═══ TEKST ═══

Ministerie van Defensie


---

Kamervragen en antwoorden

---

Antwoorden op vragen van de vaste commissie voor Defensie inzake contacten met België over marinesamenwerking

17-10-2005 12:15:00

Hierbij zend ik u de antwoorden op de schriftelijke vragen van de vaste commissie voor Defensie inzake contacten met België over marinesamenwerking (29 800 X, nr.114).

DE STAATSSECRETARIS VAN DEFENSIE

1. Is het juist dat de twee M-fregatten 250 miljoen euro moeten opleveren, zoals De Standaard van 19 juli 2005 stelt? Indien neen, hoeveel moeten zij dan wel opleveren?

12. Kan worden uitgelegd dat het overleg met België niet vooruitloopt op de uitkomsten van de studie over de toekomst van de Koninklijke marine, terwijl in de eerste alinea van de brief wordt aangegeven dat juist in het kader van het onderzoek sprake is van contacten met andere landen over de mogelijkheden M-fregatten af te stoten?

═══

UIT TE VOEREN.
[A] Geef het gedeelte van de tekst over de marinesamenwerking met België letterlijk weer, beginnend bij "Hierbij zend ik" en doorlopend tot en met "af te stoten?".
[B] Herschaal de records, beginnend bij de regel met "Identify every window in the image above." en doorlopend tot en met de regel met "[0, 101, 144, 154]", en geef uitsluitend deze regels volledig opnieuw weer. Vermenigvuldig daarbij alleen de gevonden kadercoördinaten met 0,8 en rond af op hele getallen, waarbij halven naar boven gaan. De voorbeeldwaarden in de formaatomschrijving blijven ongewijzigd.

═══ OVERZICHT VAN RECORDS ═══

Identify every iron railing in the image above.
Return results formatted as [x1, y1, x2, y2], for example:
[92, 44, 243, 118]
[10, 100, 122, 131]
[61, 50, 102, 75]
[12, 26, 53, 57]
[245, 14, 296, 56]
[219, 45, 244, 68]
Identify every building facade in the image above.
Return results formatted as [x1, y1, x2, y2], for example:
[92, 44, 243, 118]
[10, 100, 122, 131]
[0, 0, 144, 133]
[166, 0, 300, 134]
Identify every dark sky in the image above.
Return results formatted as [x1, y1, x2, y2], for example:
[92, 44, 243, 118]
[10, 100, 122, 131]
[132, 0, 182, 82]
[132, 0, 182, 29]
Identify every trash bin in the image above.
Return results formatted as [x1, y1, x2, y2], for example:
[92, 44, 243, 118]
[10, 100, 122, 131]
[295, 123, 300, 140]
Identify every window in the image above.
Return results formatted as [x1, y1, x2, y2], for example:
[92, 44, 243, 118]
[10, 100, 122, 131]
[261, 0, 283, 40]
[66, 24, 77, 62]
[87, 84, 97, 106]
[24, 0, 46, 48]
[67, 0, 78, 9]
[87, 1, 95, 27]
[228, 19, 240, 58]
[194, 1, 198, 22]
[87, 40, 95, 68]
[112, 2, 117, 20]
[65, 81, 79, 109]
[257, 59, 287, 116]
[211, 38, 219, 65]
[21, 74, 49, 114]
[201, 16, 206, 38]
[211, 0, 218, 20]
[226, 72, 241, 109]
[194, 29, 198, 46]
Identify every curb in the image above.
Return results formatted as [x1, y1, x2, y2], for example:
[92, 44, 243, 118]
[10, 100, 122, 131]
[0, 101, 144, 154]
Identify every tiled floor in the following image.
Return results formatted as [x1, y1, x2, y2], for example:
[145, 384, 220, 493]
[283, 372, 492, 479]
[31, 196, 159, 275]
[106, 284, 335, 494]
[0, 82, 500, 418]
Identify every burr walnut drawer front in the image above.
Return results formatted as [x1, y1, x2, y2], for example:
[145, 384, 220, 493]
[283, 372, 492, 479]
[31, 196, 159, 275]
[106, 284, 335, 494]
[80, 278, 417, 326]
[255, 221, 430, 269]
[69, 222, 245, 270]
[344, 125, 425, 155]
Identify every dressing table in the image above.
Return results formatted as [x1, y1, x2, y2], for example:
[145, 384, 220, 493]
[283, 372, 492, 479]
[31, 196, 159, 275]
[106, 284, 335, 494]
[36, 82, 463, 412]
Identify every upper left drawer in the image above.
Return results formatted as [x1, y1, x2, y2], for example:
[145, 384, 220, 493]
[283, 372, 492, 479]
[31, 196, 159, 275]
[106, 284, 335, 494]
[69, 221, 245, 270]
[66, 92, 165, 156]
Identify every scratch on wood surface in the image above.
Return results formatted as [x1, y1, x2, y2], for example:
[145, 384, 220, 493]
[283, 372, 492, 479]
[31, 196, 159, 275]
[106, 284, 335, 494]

═══

ANTWOORDEN PER OPDRACHT.
[A]
Hierbij zend ik u de antwoorden op de schriftelijke vragen van de vaste commissie voor Defensie inzake contacten met België over marinesamenwerking (29 800 X, nr.114).

DE STAATSSECRETARIS VAN DEFENSIE

1. Is het juist dat de twee M-fregatten 250 miljoen euro moeten opleveren, zoals De Standaard van 19 juli 2005 stelt? Indien neen, hoeveel moeten zij dan wel opleveren?

12. Kan worden uitgelegd dat het overleg met België niet vooruitloopt op de uitkomsten van de studie over de toekomst van de Koninklijke marine, terwijl in de eerste alinea van de brief wordt aangegeven dat juist in het kader van het onderzoek sprake is van contacten met andere landen over de mogelijkheden M-fregatten af te stoten?

[B]
Identify every window in the image above.
Return results formatted as [x1, y1, x2, y2], for example:
[92, 44, 243, 118]
[10, 100, 122, 131]
[209, 0, 226, 32]
[53, 19, 62, 50]
[70, 67, 78, 85]
[19, 0, 37, 38]
[54, 0, 62, 7]
[70, 1, 76, 22]
[182, 15, 192, 46]
[155, 1, 158, 18]
[70, 32, 76, 54]
[90, 2, 94, 16]
[52, 65, 63, 87]
[206, 47, 230, 93]
[169, 30, 175, 52]
[17, 59, 39, 91]
[161, 13, 165, 30]
[169, 0, 174, 16]
[181, 58, 193, 87]
[155, 23, 158, 37]
Identify every curb in the image above.
Return results formatted as [x1, y1, x2, y2], for example:
[92, 44, 243, 118]
[10, 100, 122, 131]
[0, 81, 115, 123]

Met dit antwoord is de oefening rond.